The lines to be extracted begin at the line containing "Task: annotate every instance of the window sill" and end at the last line of the data below; copy them exactly and leave out the pictures.

Data section:
=====

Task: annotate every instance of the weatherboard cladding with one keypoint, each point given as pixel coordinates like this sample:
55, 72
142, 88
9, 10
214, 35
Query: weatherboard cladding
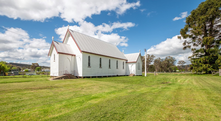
132, 57
96, 46
63, 48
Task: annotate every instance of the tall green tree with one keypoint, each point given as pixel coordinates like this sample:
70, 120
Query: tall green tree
3, 67
202, 35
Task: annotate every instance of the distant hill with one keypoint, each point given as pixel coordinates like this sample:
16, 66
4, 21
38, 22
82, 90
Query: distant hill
21, 65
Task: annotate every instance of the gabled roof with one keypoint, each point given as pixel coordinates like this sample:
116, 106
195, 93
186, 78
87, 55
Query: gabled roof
95, 46
132, 58
61, 48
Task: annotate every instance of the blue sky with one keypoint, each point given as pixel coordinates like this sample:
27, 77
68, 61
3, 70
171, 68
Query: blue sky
26, 28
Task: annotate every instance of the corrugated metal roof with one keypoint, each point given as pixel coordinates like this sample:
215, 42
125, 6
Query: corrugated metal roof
132, 57
63, 48
96, 46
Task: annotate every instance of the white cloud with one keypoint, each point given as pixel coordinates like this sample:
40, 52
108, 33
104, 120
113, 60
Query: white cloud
148, 14
17, 46
182, 15
68, 10
171, 47
102, 32
142, 10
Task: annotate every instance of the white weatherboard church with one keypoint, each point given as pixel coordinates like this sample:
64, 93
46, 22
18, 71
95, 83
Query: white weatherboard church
85, 56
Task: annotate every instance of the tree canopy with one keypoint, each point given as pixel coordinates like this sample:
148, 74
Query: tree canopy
203, 36
3, 67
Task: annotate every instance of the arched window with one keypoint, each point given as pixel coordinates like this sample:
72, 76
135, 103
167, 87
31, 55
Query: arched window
109, 64
123, 65
89, 61
138, 66
117, 64
100, 63
54, 57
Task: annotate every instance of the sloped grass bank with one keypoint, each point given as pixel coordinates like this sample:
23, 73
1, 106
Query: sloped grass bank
162, 97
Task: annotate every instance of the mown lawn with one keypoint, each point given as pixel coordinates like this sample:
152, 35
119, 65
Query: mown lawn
161, 97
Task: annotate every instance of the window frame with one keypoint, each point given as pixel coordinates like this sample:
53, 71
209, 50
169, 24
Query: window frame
54, 57
109, 64
138, 65
89, 62
117, 64
100, 63
123, 64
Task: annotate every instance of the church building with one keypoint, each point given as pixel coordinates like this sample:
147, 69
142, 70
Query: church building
84, 56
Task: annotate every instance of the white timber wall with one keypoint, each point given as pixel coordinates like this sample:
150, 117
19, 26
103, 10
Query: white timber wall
66, 64
95, 70
131, 68
78, 57
139, 69
54, 69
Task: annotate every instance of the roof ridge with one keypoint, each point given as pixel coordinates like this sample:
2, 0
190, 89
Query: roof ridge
131, 53
93, 37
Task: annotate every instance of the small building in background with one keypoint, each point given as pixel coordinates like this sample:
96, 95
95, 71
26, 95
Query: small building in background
84, 56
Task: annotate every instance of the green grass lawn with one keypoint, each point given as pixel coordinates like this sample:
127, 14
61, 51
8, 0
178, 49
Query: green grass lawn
162, 97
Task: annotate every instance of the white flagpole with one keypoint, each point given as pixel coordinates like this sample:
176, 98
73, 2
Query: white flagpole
145, 63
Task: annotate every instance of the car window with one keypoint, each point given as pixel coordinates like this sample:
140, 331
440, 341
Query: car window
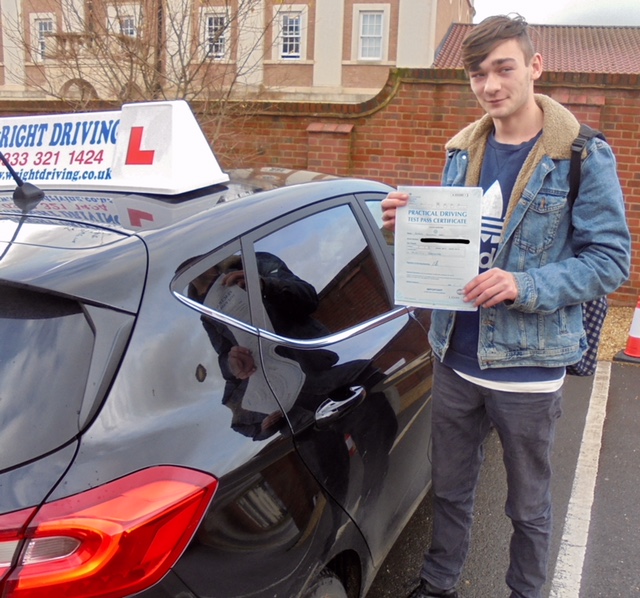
218, 282
375, 207
318, 276
40, 396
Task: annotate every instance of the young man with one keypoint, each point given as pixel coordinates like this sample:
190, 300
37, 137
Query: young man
504, 364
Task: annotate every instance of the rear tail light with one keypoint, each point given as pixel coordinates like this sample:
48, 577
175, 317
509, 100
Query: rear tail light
109, 542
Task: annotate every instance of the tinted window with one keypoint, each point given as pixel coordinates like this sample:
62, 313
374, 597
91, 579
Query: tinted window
375, 207
218, 282
44, 360
318, 276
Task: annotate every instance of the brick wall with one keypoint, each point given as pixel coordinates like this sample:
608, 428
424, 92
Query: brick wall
398, 136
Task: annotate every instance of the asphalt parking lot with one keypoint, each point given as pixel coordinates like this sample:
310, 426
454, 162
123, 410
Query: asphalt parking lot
596, 542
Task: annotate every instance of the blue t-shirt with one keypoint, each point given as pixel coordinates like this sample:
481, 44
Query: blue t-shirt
500, 168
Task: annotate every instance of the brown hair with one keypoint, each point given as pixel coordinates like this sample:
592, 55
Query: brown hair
490, 33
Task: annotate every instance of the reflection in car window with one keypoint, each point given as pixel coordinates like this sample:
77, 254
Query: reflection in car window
375, 207
318, 276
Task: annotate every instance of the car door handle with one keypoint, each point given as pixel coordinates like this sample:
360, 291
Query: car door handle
331, 410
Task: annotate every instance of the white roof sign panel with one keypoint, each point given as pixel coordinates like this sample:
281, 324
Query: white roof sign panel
148, 147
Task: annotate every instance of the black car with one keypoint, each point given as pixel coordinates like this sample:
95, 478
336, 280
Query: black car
207, 393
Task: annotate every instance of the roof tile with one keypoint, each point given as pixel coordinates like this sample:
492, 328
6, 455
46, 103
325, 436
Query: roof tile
565, 48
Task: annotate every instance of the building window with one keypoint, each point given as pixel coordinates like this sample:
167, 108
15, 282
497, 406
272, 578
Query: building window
216, 36
128, 26
124, 20
44, 29
371, 35
290, 24
291, 36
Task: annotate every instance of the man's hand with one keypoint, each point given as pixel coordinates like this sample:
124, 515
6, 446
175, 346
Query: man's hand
393, 201
490, 288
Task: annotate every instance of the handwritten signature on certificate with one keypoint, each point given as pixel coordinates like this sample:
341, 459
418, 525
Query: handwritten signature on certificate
437, 246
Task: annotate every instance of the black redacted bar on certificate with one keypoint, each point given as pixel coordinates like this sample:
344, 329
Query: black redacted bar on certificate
437, 246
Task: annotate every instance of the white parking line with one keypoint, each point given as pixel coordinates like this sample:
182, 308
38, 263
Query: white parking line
573, 546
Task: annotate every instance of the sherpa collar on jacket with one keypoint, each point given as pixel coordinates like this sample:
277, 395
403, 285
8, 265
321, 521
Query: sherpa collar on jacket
559, 129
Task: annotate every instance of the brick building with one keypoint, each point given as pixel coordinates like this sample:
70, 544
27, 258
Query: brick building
339, 50
398, 135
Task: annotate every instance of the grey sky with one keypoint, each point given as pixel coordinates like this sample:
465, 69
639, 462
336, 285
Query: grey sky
565, 12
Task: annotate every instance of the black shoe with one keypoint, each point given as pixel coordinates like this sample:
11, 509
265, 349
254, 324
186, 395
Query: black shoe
426, 590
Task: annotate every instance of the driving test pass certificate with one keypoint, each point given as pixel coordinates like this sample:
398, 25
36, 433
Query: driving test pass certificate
437, 246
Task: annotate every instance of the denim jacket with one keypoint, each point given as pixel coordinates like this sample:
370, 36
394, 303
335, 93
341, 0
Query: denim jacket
560, 257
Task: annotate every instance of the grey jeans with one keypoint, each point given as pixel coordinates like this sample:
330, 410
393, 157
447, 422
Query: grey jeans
463, 414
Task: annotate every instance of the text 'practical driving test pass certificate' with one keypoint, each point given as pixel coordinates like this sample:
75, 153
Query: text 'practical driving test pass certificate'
437, 246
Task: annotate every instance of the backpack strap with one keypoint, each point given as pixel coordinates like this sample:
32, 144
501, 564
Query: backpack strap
586, 133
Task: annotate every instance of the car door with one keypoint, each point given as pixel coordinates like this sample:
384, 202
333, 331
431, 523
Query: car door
358, 405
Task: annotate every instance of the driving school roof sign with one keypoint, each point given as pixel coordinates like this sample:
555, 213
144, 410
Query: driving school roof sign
153, 147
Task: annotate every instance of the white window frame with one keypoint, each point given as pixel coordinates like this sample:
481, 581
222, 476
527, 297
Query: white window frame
281, 13
358, 35
211, 13
118, 14
38, 36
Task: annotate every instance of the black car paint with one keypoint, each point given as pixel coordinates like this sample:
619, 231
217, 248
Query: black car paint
287, 503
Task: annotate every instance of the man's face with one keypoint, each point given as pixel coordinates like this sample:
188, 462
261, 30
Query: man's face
503, 82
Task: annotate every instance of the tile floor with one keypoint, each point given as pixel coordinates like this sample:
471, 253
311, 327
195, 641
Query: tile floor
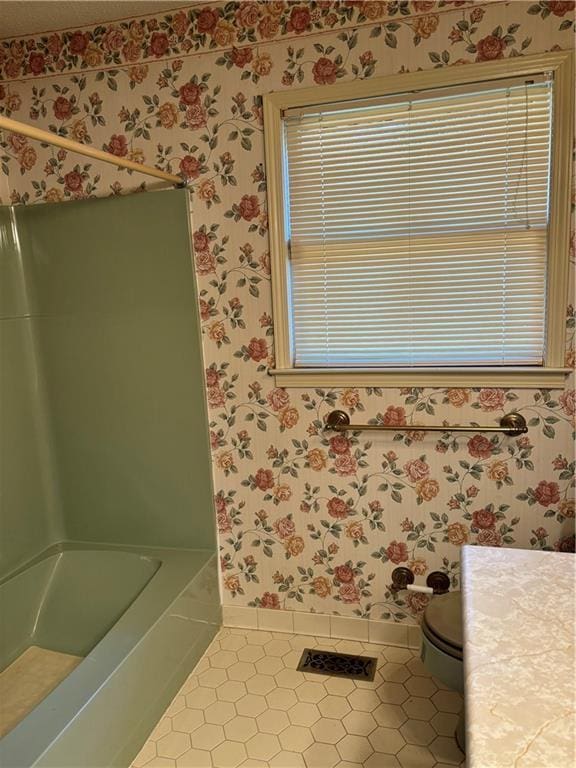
245, 705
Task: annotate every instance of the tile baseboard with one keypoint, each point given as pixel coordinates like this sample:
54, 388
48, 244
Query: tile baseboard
323, 625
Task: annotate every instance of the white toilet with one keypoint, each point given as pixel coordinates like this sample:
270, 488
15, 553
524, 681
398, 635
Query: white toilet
442, 646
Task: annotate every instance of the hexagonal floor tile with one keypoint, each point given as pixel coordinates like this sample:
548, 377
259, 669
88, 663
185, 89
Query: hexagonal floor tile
356, 749
334, 706
446, 750
444, 723
195, 758
296, 738
419, 709
273, 721
359, 723
447, 701
411, 756
201, 698
321, 756
223, 659
311, 693
241, 728
420, 686
389, 715
219, 713
251, 705
251, 653
263, 746
417, 732
187, 720
328, 731
363, 700
381, 760
261, 684
392, 693
281, 698
386, 740
229, 754
174, 744
207, 736
303, 713
287, 760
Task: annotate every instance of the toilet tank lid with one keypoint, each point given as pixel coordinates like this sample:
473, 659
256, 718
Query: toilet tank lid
444, 618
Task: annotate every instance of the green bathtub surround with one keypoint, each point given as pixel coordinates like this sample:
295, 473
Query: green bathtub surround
107, 526
101, 714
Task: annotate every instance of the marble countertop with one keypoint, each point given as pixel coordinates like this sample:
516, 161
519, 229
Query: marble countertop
519, 665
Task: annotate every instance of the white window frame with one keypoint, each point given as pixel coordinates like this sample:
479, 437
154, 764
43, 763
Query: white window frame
552, 373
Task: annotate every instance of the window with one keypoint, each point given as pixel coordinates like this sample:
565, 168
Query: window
421, 234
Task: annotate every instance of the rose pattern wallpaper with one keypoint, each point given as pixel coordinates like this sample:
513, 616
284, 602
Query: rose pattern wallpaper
308, 520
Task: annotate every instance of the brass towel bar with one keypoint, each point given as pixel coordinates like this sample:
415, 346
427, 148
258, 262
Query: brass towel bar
510, 424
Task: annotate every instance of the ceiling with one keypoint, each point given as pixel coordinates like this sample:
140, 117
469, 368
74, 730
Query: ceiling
28, 17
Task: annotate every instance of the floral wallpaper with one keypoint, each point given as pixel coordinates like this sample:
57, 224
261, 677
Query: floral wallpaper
308, 520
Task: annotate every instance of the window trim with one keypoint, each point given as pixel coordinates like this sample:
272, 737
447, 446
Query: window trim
552, 373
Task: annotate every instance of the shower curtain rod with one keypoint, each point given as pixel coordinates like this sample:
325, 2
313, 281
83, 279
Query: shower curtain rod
74, 146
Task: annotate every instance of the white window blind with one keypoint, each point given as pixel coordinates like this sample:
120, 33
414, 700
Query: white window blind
418, 228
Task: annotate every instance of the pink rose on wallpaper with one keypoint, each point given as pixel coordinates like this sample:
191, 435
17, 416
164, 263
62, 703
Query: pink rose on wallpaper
78, 43
338, 508
427, 489
190, 167
205, 262
257, 349
340, 444
567, 401
349, 593
489, 48
299, 19
241, 56
346, 465
117, 145
344, 574
483, 518
417, 602
249, 207
491, 399
37, 63
288, 418
457, 533
416, 470
73, 181
457, 396
560, 7
62, 108
248, 14
397, 552
489, 538
395, 416
321, 586
285, 527
264, 479
547, 494
224, 524
278, 398
216, 397
190, 93
480, 447
269, 600
201, 241
207, 20
355, 531
159, 44
324, 71
268, 27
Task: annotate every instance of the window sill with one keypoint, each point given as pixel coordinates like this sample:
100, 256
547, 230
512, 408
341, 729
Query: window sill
525, 377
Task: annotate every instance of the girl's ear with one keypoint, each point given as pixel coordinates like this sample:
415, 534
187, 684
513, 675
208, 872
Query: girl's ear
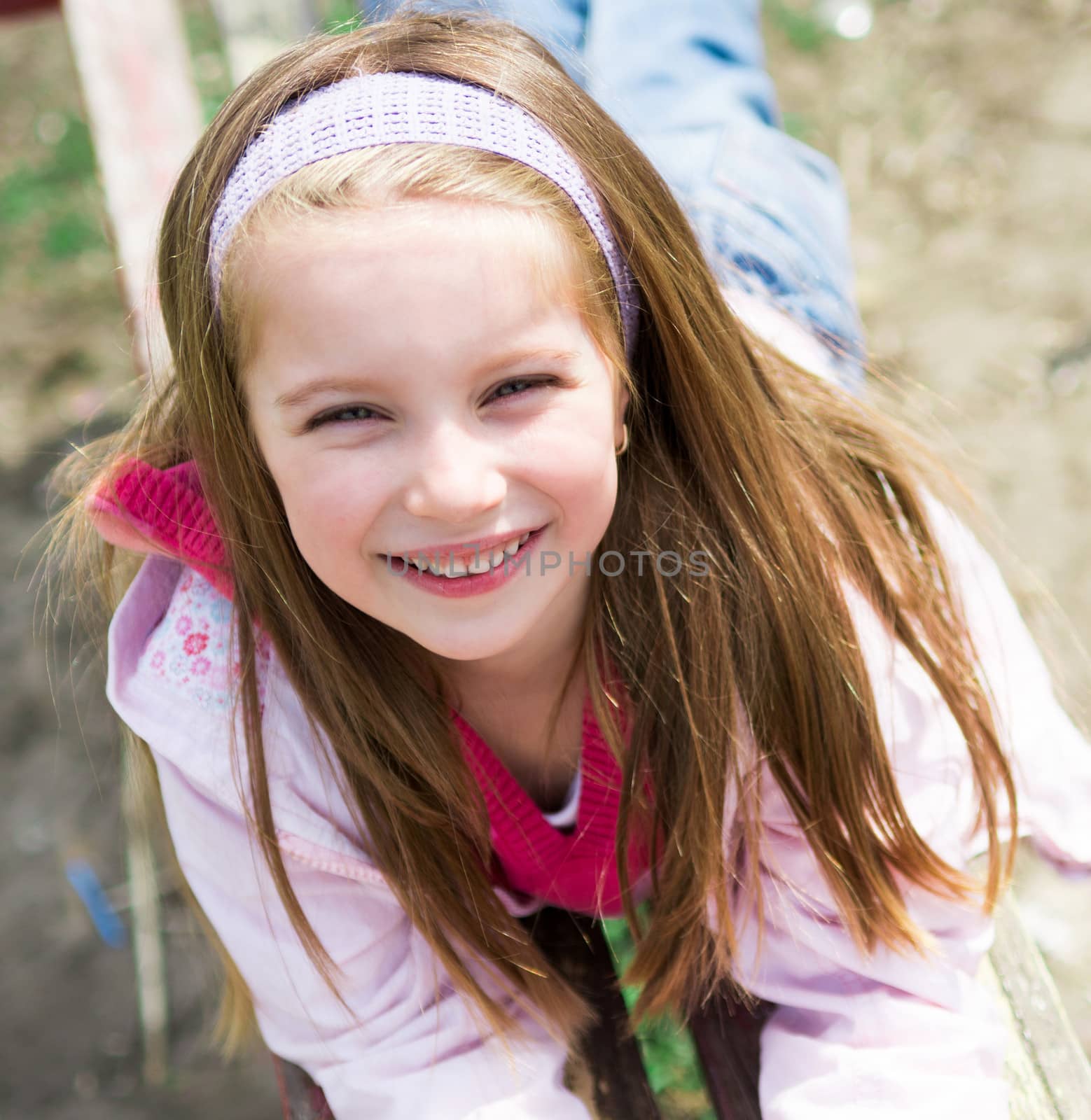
623, 399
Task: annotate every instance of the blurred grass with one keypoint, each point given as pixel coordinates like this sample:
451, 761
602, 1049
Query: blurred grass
670, 1058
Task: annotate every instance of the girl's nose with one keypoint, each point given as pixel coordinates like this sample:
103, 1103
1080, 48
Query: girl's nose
455, 477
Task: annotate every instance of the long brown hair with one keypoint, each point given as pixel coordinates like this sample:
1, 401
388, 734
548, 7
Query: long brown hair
786, 483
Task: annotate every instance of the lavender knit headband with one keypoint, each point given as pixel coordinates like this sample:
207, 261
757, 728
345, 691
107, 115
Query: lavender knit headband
366, 110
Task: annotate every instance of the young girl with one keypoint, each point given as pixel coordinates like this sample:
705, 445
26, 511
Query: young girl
494, 563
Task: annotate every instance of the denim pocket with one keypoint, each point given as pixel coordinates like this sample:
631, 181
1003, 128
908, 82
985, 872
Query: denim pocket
773, 220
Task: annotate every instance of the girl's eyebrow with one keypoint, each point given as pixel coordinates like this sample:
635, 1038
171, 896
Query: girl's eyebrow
296, 398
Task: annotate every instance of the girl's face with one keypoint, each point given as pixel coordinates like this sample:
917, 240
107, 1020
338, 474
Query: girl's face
419, 380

=====

Complete output:
Task: annotate every instance of the window sill with one keypoint, each point given as pixel coordinates like this sample:
100, 256
547, 230
512, 408
341, 729
Query: window sill
525, 377
Task: annotate every instance of the girl's ear with one keypoint, each point given as pixel coordinates like this sample:
415, 534
187, 684
513, 675
208, 872
Query: girl's ear
623, 399
Task: annotate every instance of the blurred grass with one keypoint, each point given as pixel coordinates like this sample:
451, 761
602, 1049
Query: blurred grass
670, 1058
Task: annotate every instance of the girl's nose with one keypoint, each point given as pixel coordinates like this sample:
103, 1103
1080, 48
Query: girl's nose
455, 477
Task: annotate every instance of the long brown hair with one keypoint, each point given as pixel coordinates like this sample:
1, 401
388, 734
548, 7
Query: long brown hair
786, 483
Task: annotate every instance of the lavender knit headband with one keypoint, each point given as pixel coordinates like this sample:
207, 261
757, 728
345, 691
107, 115
Query: lavender knit headband
366, 110
Task: annotate every instance of the young girl with one keypoint, each point given as pixel coordinates like this sample:
705, 445
26, 511
Query: young girl
494, 563
Task: annotate every instance of the denim pocket with one keypoint, each point given as pixel coordinates like this sample:
631, 181
1003, 128
908, 82
985, 872
Query: denim pocket
773, 220
Task: annotate every instance of the girl's eyebrow with one keypoint, each point given as pixel coordinates like this sample:
635, 1038
171, 896
Query: girl's eyebrow
296, 398
Task: annotate every instance of the girl's face with one keypoint, each point given as pixel coordinates like this sample:
917, 240
107, 1020
338, 474
Query: girl's face
419, 380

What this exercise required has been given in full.